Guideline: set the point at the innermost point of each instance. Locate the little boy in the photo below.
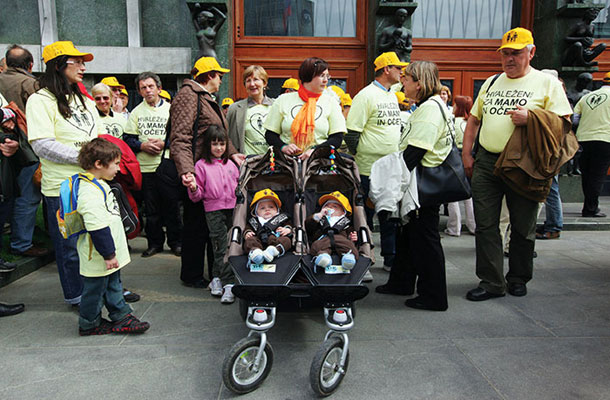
(267, 228)
(102, 251)
(331, 230)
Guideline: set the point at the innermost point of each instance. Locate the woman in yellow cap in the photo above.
(60, 120)
(194, 107)
(297, 122)
(246, 117)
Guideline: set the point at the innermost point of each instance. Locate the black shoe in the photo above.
(480, 294)
(129, 296)
(177, 250)
(517, 289)
(420, 304)
(389, 289)
(10, 309)
(151, 251)
(200, 284)
(6, 266)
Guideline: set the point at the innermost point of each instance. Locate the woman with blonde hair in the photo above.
(246, 117)
(419, 252)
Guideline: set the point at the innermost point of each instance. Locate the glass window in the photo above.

○ ○ ○ ○ ○ ○ ○

Your objective
Format all of the items above as a numbered list of their lines, omitting any blank lines and leaving the pictures out.

Task solution
1. Guideline: set the point at the innermost point of each instance. Locate the little boy in the photo below.
2. (267, 228)
3. (102, 251)
4. (331, 230)
5. Guideline: set the point at the innermost point of each instance. Locate the woman in yellow cap in the photo above.
6. (60, 120)
7. (194, 107)
8. (297, 122)
9. (246, 117)
10. Guideline: set the point at the innermost point of each instance. Locate the black shoe in the photo above.
11. (480, 294)
12. (129, 296)
13. (177, 250)
14. (517, 289)
15. (420, 304)
16. (389, 289)
17. (10, 309)
18. (151, 251)
19. (200, 284)
20. (6, 266)
21. Guideline: set the point at the innermost point of each instance. Locate the woman with blonde hair in the photo above.
22. (246, 117)
23. (419, 252)
24. Guideline: set the point at the innermost point of each instance. Locate the glass window in the photo above.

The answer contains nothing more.